==== PAGE EXTRACT

I am trying to write an awk script and before anything is done tell the user how many lines are in the file. I know how to do this in the END section but unable to do so in the BEGIN section. I have searched SE and Google but have only found a half dozen ways to do this in the END section or as part of a bash script, not how to do it before any processing has taken place at all. I was hoping for something like the following:
#!/usr/bin/awk -f
BEGIN{
print "There are a total of " **TOTAL LINES** " lines in this file.\n"
}
{
if($0==4587){print "Found record on line number "NR; exit 0;}
}
But have been unable to determine how to do this, if it is even possible. Thanks.
You can read the file twice:
awk 'NR!=1 && FNR==1 {print NR-1} <some more code here>' file{,}
In your example:
awk 'NR!=1 && FNR==1 {print "There are a total of "NR-1" lines in this file.\n"} $0==4587 {print "Found record on line number "NR; exit 0;}' file{,}
You can use file file instead of file{,} (it just makes it show up twice)
NR!=1 && FNR==1 this will be true only at first line of second file.
To use an awk script containing:
#!/usr/bin/awk -f
NR!=1 && FNR==1 {
print "There are a total of "NR-1" lines in this file.\n"
}
$0==4587 {
print "Found record on line number "NR; exit 0
}
call:
awk -f myscript file{,}
To do this robustly and for multiple files you need something like:
$ cat tst.awk
BEGINFILE {
numLines = 0
while ( (getline line < FILENAME) > 0 ) {
numLines++
}
print "----\nThere are a total of", numLines, "lines in", FILENAME
}
$0==4587 { print "Found record on line number", FNR, "of", FILENAME; nextfile }
$
$ cat file1
a
4587
c
$
$ cat file2
$
$ cat file3
d
e
f
4587
$
$ awk -f tst.awk file1 file2 file3
----
There are a total of 3 lines in file1
Found record on line number 2 of file1
----
There are a total of 0 lines in file2
----
There are a total of 4 lines in file3
Found record on line number 4 of file3
The above uses GNU awk for BEGINFILE. Any other solution is difficult to implement such that it will handle empty files (you need an array to track files being parsed and print info the the FNR==1 and END sections after the empty file has been skipped).
Using getline has caveats and should not be used lightly, see http://awk.info/?tip/getline, but this is one of the appropriate and robust uses of it. You can also test for non-readable files in BEGINFILE by testing ERRNO and skipping the file (see the gawk manual) - that situation will cause other scripts to abort.

========

> **CHALLENGES**:
1. Answer these questions from the awk thread, one line each:
(a) At which line is the condition NR!=1 && FNR==1 true?
(b) Which version of awk does the BEGINFILE solution use?
(c) In the sample output, how many lines does file3 have?
2. Copy the awk thread starting with "You can read" and going on through "of second file.", renaming every "twice" as "two times".

==== EXTRACTED DATA

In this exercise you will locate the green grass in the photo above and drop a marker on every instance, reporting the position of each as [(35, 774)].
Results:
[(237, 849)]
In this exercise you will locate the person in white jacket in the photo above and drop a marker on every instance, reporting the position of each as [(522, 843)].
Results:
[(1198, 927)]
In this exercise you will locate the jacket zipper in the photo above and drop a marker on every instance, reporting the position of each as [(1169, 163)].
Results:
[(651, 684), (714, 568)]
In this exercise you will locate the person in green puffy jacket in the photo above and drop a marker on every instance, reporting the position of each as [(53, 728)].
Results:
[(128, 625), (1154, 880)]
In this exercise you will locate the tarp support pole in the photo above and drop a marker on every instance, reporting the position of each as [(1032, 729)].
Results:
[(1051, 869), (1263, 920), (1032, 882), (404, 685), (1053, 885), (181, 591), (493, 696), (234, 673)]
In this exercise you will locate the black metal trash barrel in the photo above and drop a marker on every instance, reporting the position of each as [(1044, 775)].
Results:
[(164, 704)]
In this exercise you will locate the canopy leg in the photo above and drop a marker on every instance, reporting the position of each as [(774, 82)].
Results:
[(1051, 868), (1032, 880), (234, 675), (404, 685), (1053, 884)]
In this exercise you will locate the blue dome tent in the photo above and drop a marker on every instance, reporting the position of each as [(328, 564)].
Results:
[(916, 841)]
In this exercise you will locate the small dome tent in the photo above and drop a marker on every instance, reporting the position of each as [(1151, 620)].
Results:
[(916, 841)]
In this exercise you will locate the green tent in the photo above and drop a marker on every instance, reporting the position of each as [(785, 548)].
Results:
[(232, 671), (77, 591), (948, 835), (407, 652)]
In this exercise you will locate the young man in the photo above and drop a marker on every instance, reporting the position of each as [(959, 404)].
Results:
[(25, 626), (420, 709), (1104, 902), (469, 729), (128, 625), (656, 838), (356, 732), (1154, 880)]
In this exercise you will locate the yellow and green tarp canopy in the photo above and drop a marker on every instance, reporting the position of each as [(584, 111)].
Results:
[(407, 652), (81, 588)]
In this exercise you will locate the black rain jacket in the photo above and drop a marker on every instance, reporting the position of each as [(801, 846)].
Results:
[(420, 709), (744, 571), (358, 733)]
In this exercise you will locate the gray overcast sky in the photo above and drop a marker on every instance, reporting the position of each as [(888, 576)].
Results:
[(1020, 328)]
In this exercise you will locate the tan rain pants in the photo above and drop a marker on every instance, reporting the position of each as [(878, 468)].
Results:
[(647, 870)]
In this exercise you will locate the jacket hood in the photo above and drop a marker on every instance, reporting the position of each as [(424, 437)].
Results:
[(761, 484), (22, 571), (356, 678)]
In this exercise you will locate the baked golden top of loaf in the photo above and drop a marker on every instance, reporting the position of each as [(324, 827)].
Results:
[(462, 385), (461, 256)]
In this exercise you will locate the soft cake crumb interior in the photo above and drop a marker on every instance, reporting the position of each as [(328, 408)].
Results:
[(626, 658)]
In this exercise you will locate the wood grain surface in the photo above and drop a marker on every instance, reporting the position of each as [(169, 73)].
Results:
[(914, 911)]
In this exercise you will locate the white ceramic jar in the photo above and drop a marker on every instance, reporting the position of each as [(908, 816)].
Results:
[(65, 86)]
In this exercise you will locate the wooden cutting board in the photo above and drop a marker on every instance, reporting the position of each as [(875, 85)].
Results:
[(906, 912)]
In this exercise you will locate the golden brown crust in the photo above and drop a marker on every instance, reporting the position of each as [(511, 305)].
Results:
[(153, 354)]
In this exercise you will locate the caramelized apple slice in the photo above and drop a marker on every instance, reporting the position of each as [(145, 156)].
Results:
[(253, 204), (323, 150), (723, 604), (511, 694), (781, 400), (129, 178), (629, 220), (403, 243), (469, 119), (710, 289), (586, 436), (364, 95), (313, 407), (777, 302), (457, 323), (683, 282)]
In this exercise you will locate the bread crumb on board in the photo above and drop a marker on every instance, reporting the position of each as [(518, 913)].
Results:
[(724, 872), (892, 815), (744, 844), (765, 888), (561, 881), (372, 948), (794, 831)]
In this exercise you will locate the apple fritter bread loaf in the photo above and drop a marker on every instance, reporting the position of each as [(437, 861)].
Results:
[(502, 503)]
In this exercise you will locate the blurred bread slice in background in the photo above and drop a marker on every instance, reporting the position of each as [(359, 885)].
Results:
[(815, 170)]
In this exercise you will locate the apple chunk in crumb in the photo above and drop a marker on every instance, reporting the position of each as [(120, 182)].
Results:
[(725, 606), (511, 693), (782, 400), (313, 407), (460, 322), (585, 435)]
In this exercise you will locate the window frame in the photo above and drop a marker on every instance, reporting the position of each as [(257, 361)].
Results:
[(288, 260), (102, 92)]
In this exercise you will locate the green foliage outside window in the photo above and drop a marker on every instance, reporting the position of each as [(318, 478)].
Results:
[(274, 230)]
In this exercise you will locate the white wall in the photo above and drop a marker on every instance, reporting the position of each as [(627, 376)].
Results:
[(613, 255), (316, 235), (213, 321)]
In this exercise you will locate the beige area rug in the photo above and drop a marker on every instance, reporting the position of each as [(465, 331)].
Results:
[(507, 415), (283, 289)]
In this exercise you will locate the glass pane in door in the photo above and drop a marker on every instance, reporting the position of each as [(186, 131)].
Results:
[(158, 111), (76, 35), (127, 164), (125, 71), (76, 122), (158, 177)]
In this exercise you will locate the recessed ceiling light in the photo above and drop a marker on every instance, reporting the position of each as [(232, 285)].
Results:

========

> **SET OF ANSWERS**:
1.
(a) It is true only at the first line of the second file.
(b) It uses GNU awk.
(c) File3 has 4 lines.

2.
You can read the file two times:
awk 'NR!=1 && FNR==1 {print NR-1} <some more code here>' file{,}
In your example:
awk 'NR!=1 && FNR==1 {print "There are a total of "NR-1" lines in this file.\n"} $0==4587 {print "Found record on line number "NR; exit 0;}' file{,}
You can use file file instead of file{,} (it just makes it show up two times)
NR!=1 && FNR==1 this will be true only at first line of second file.